**** DATA FOR THE TASK

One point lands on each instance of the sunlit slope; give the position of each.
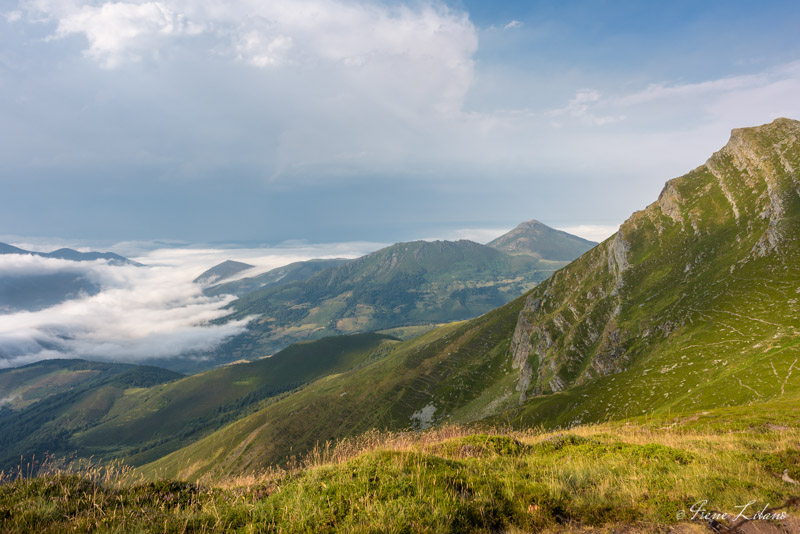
(405, 284)
(141, 413)
(457, 373)
(52, 400)
(149, 423)
(693, 304)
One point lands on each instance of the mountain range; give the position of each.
(692, 305)
(409, 286)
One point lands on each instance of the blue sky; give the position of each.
(326, 120)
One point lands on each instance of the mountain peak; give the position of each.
(222, 271)
(534, 238)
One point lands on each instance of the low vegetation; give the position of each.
(640, 475)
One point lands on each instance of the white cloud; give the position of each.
(580, 107)
(374, 40)
(123, 31)
(142, 312)
(13, 16)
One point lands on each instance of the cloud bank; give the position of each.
(142, 313)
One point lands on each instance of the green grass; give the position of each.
(636, 476)
(115, 416)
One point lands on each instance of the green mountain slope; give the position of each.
(222, 271)
(51, 400)
(414, 283)
(693, 304)
(300, 270)
(71, 254)
(22, 386)
(141, 413)
(541, 241)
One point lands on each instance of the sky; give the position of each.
(335, 121)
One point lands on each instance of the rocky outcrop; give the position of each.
(585, 320)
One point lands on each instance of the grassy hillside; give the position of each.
(22, 386)
(455, 373)
(406, 284)
(669, 315)
(634, 476)
(125, 415)
(60, 397)
(300, 270)
(694, 303)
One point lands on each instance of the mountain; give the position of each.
(48, 401)
(417, 283)
(72, 255)
(541, 241)
(222, 271)
(293, 272)
(141, 413)
(691, 306)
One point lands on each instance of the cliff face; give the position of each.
(718, 244)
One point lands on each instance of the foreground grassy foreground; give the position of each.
(640, 475)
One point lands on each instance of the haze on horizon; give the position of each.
(335, 121)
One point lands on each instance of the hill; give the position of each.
(141, 413)
(48, 401)
(541, 241)
(72, 255)
(633, 476)
(222, 271)
(691, 305)
(415, 283)
(293, 272)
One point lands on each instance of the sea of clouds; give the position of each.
(141, 313)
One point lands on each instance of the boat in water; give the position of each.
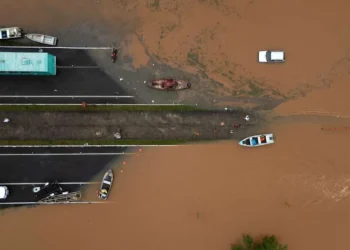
(44, 39)
(10, 33)
(257, 140)
(169, 84)
(106, 185)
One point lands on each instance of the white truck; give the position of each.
(271, 56)
(10, 33)
(4, 192)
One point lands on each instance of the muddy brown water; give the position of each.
(206, 196)
(201, 125)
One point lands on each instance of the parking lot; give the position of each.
(78, 79)
(22, 169)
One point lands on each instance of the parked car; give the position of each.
(271, 56)
(4, 192)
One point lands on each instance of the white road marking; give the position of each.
(42, 183)
(63, 154)
(66, 96)
(78, 104)
(77, 67)
(53, 203)
(84, 146)
(46, 47)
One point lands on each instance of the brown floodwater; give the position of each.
(205, 196)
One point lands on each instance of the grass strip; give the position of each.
(92, 142)
(57, 108)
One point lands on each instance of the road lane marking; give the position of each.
(53, 203)
(79, 104)
(46, 47)
(84, 146)
(66, 96)
(63, 154)
(43, 183)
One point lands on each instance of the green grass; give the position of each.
(92, 142)
(57, 108)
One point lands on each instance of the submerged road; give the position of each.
(61, 164)
(22, 169)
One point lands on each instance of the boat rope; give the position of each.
(335, 128)
(77, 67)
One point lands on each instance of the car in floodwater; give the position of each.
(271, 56)
(4, 192)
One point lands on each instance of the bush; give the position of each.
(267, 243)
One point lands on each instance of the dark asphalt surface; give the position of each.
(68, 81)
(45, 168)
(25, 193)
(75, 100)
(68, 150)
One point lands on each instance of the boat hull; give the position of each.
(43, 39)
(10, 33)
(180, 85)
(256, 141)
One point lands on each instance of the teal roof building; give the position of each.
(27, 63)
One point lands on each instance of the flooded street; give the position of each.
(205, 196)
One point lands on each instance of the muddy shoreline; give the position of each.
(75, 125)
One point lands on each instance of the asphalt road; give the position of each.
(71, 80)
(40, 165)
(54, 165)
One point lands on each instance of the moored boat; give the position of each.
(106, 185)
(44, 39)
(257, 140)
(169, 84)
(10, 33)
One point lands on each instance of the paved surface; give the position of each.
(63, 168)
(70, 79)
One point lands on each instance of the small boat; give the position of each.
(10, 33)
(257, 140)
(44, 39)
(169, 84)
(106, 185)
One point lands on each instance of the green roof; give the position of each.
(24, 62)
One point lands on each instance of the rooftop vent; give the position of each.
(25, 61)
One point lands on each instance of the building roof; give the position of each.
(24, 62)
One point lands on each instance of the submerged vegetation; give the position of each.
(266, 243)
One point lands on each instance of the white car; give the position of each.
(4, 192)
(271, 56)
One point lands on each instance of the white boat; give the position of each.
(10, 33)
(106, 185)
(257, 140)
(44, 39)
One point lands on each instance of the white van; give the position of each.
(271, 56)
(4, 192)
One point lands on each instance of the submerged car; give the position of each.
(4, 192)
(271, 56)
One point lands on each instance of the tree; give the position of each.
(267, 243)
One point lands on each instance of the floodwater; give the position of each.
(206, 196)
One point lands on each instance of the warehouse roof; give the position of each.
(23, 62)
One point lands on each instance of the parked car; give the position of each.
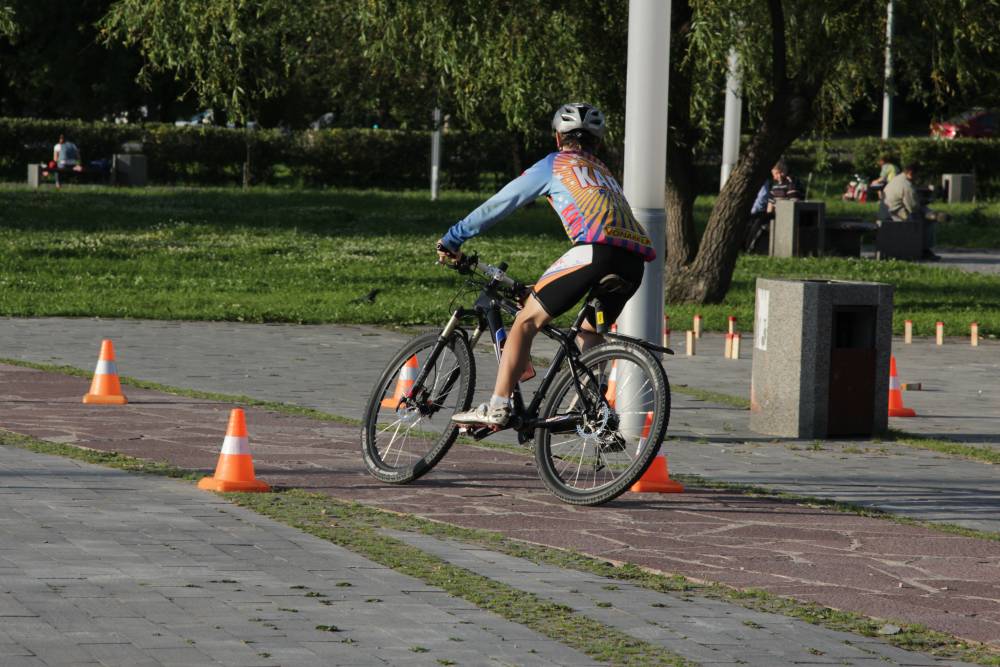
(977, 123)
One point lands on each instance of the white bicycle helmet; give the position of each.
(579, 116)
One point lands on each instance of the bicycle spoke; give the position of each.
(402, 440)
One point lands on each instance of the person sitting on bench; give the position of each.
(65, 157)
(782, 186)
(901, 201)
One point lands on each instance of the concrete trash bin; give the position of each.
(821, 358)
(958, 187)
(797, 228)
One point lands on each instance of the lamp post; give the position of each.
(889, 84)
(731, 128)
(646, 154)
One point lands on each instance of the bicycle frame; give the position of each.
(487, 314)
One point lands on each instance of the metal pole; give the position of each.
(646, 153)
(889, 83)
(435, 153)
(731, 129)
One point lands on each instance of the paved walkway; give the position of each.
(102, 567)
(865, 565)
(332, 367)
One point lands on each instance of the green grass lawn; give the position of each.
(306, 255)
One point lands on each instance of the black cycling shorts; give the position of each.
(581, 268)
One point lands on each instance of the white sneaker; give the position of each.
(485, 415)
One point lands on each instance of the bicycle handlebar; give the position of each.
(470, 264)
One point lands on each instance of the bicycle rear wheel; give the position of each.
(624, 404)
(403, 439)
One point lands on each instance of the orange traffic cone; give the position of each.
(105, 389)
(656, 479)
(234, 472)
(896, 407)
(404, 383)
(612, 390)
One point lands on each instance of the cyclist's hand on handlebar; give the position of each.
(446, 256)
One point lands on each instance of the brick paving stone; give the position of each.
(133, 611)
(694, 627)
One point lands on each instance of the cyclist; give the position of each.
(606, 238)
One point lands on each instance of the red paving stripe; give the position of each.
(869, 566)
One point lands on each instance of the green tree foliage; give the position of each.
(52, 67)
(804, 65)
(948, 53)
(508, 63)
(503, 63)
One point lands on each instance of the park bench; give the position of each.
(126, 169)
(843, 236)
(899, 239)
(801, 229)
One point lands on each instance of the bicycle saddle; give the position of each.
(610, 284)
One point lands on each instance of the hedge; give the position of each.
(215, 155)
(400, 159)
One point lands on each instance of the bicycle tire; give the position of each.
(399, 443)
(593, 463)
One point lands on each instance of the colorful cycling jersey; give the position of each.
(582, 191)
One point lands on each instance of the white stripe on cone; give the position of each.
(235, 445)
(105, 367)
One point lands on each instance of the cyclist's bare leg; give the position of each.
(517, 349)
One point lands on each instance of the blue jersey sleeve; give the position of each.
(524, 189)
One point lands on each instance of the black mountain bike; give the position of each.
(597, 417)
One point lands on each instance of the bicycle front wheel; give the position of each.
(622, 406)
(407, 429)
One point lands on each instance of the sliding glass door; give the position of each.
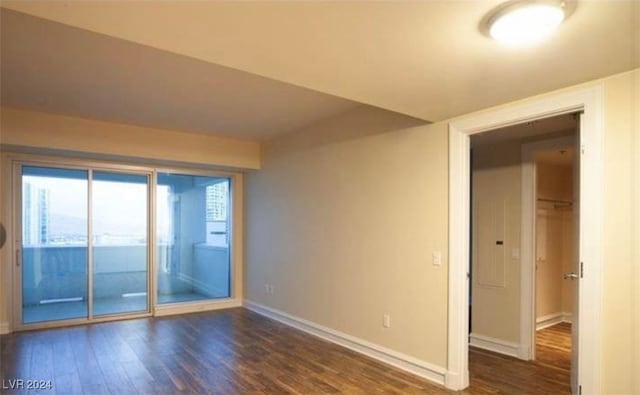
(193, 227)
(85, 243)
(54, 244)
(119, 207)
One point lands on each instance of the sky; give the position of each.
(116, 205)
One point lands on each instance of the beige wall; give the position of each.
(345, 229)
(318, 221)
(41, 131)
(620, 318)
(496, 217)
(554, 239)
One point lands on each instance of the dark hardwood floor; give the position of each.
(234, 352)
(550, 373)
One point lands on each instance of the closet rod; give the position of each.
(569, 202)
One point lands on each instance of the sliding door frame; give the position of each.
(16, 235)
(12, 191)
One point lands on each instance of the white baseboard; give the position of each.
(164, 310)
(495, 345)
(552, 319)
(405, 362)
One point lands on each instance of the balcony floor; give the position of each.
(102, 306)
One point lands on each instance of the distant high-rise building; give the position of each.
(35, 222)
(217, 204)
(217, 197)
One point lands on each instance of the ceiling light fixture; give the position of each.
(526, 22)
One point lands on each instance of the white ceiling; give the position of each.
(427, 59)
(52, 67)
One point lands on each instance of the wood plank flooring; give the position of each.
(234, 352)
(550, 373)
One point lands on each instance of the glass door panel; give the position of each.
(193, 228)
(54, 244)
(120, 242)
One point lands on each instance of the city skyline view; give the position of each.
(55, 211)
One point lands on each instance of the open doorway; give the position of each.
(587, 313)
(527, 166)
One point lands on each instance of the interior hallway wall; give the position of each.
(554, 241)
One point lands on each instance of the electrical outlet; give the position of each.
(436, 258)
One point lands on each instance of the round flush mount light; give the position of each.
(526, 22)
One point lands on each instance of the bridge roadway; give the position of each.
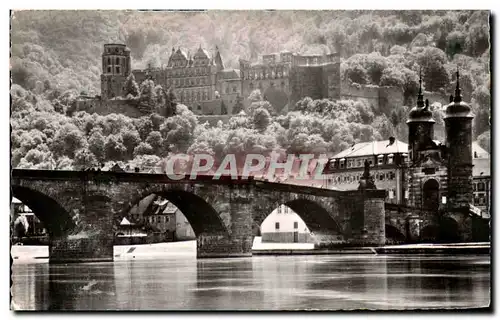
(80, 210)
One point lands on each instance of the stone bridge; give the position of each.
(81, 210)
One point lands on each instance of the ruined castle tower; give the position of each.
(116, 66)
(458, 125)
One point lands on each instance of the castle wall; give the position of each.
(105, 107)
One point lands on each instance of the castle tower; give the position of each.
(116, 66)
(458, 126)
(420, 127)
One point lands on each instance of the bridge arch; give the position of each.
(55, 218)
(202, 216)
(316, 218)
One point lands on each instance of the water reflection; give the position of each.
(257, 283)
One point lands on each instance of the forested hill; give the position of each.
(63, 48)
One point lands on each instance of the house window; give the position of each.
(390, 159)
(480, 186)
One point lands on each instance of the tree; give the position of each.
(68, 140)
(130, 139)
(131, 87)
(147, 93)
(357, 74)
(155, 140)
(84, 158)
(435, 75)
(375, 64)
(114, 148)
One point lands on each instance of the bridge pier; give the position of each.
(77, 249)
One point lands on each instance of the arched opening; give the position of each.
(448, 230)
(283, 225)
(431, 194)
(55, 219)
(393, 235)
(168, 216)
(299, 221)
(429, 233)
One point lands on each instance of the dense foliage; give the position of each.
(56, 55)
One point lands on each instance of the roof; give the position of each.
(481, 153)
(481, 167)
(201, 53)
(182, 52)
(373, 148)
(125, 222)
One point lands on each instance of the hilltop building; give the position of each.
(426, 176)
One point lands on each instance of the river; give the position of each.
(317, 282)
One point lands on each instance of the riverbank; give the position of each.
(30, 254)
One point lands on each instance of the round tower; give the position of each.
(420, 127)
(458, 126)
(116, 66)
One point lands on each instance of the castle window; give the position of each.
(390, 158)
(380, 159)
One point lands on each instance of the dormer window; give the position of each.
(342, 163)
(390, 159)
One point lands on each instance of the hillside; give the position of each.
(57, 54)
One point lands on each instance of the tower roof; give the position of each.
(458, 108)
(421, 112)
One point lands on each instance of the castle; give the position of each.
(201, 82)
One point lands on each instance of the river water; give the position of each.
(328, 282)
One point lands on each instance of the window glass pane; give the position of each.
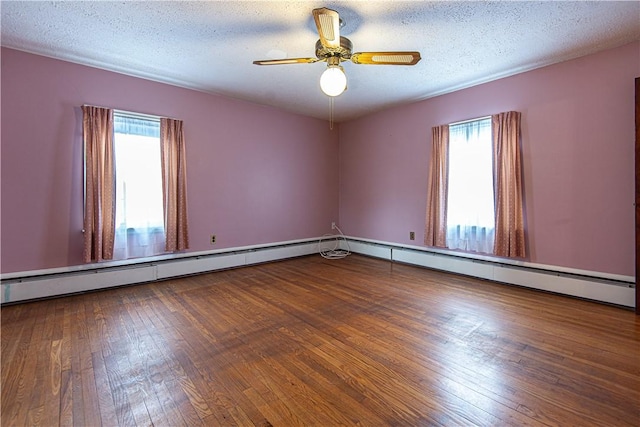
(470, 201)
(139, 204)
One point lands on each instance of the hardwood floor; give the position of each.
(314, 342)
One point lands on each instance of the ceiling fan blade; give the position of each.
(386, 58)
(328, 23)
(286, 61)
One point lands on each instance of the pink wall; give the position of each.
(259, 175)
(578, 147)
(255, 174)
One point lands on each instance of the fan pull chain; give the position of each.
(331, 112)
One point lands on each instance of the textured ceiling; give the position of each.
(210, 45)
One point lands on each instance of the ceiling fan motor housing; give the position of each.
(343, 52)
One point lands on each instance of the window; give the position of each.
(470, 200)
(139, 223)
(475, 198)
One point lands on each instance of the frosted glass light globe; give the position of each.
(333, 81)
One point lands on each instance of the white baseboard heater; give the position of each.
(607, 288)
(25, 286)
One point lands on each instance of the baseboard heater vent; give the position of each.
(617, 290)
(44, 284)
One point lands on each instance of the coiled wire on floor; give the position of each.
(329, 245)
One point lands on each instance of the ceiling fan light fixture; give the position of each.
(333, 80)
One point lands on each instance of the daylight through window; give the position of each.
(470, 199)
(139, 204)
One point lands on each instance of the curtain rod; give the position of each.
(132, 113)
(461, 122)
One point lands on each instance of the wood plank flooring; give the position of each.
(312, 342)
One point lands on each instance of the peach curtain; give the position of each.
(507, 167)
(99, 217)
(436, 218)
(174, 184)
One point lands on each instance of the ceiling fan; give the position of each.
(334, 49)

********

# EXERCISE INSTRUCTIONS:
Reproduce the records above exactly, starting with the line that contains "One point lands on each instance of the baseboard" and ending with the last line.

# IN RESPONSE:
One point lands on each instance of the baseboard heater vent; give the position of each.
(617, 290)
(44, 284)
One point lands on each instance of the coiled wire on floor; give the position of each.
(329, 245)
One point lands on each instance of the ceiling fan light fixture; give the position of each.
(333, 80)
One point lands on each instance of the daylight through window; give the position of each.
(470, 199)
(139, 204)
One point lands on each instance of the curtain rod; give the position of each.
(132, 113)
(461, 122)
One point lands on each instance of the wood plank flooring; give the position of each.
(312, 342)
One point lands on each instance of the peach curtain; give the position of each.
(507, 167)
(99, 217)
(436, 218)
(174, 184)
One point lands on each instance of the ceiling fan; give the position of each.
(334, 49)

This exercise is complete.